EXERCISE = Locate each line in the rows below that contains the string "orange" and copy it out. Case counts, so only an exact-case match qualifies.

EXERCISE INPUT =
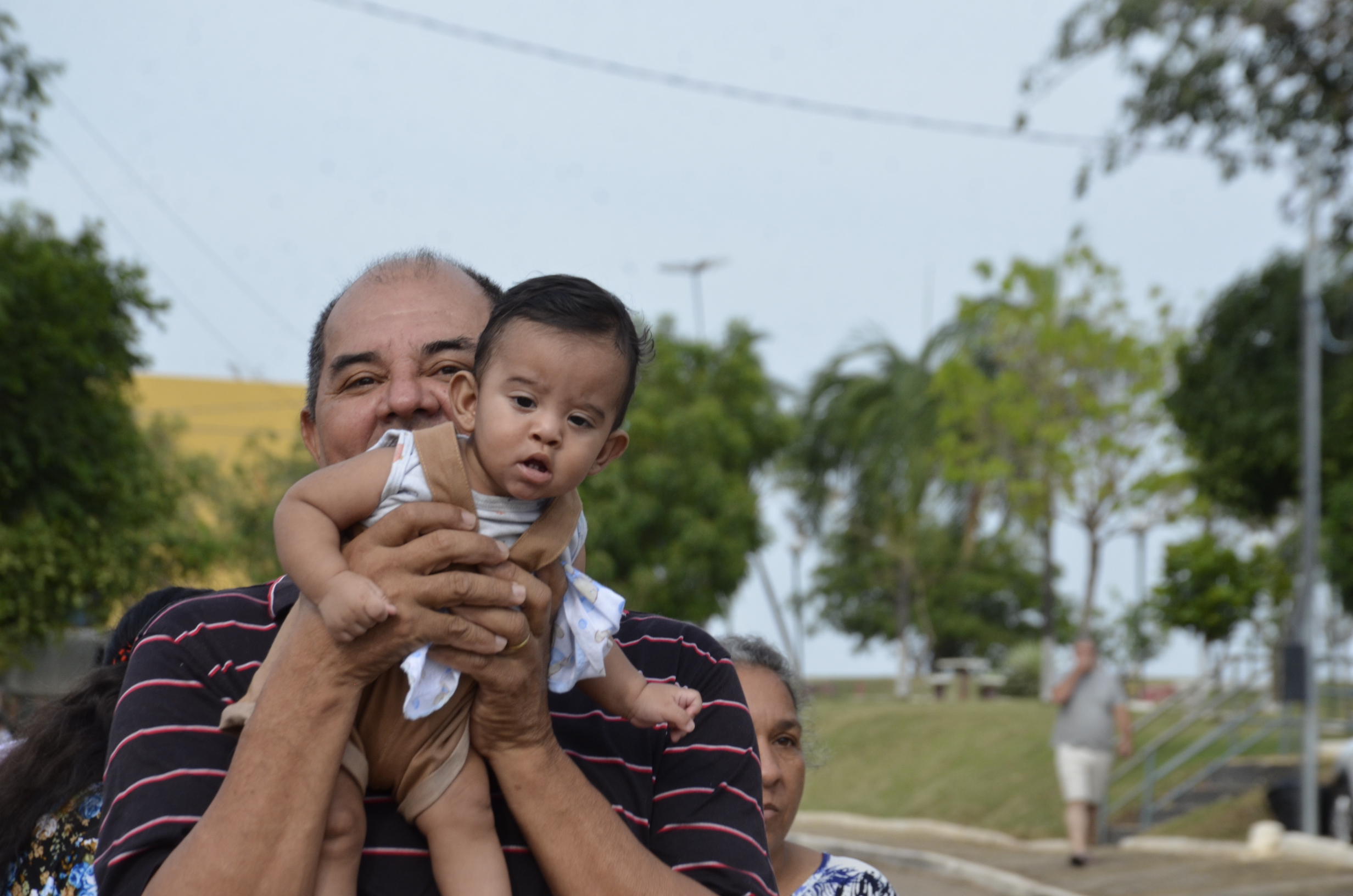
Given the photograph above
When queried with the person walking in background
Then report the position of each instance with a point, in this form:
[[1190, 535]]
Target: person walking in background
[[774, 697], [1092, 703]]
---
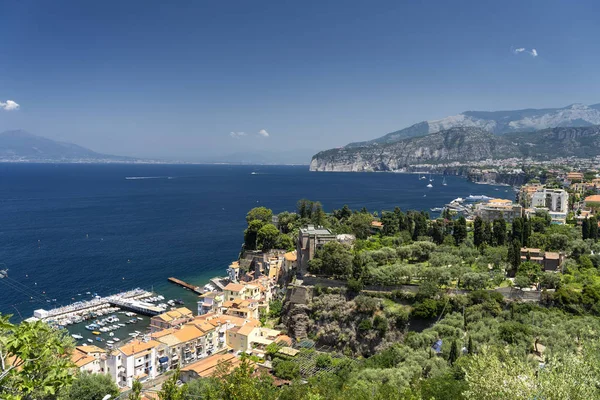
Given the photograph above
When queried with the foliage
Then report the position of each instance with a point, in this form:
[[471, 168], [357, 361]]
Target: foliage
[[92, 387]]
--
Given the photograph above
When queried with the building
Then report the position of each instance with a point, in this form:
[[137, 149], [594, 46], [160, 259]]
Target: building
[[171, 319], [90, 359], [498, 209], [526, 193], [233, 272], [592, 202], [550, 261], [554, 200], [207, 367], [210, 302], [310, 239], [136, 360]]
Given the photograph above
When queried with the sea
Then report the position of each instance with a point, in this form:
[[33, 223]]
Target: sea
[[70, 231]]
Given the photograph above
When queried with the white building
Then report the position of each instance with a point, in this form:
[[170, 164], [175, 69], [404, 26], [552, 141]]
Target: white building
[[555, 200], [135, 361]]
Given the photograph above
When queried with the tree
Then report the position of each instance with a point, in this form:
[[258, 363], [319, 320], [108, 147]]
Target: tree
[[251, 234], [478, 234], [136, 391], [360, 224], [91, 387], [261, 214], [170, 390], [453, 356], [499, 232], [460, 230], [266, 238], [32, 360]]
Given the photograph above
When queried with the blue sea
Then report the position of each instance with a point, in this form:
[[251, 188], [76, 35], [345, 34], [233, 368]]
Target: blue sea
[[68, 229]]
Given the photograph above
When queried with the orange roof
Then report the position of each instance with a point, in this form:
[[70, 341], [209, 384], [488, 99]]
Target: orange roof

TASK ANSWER =
When queried with the orange roof
Target: orange roof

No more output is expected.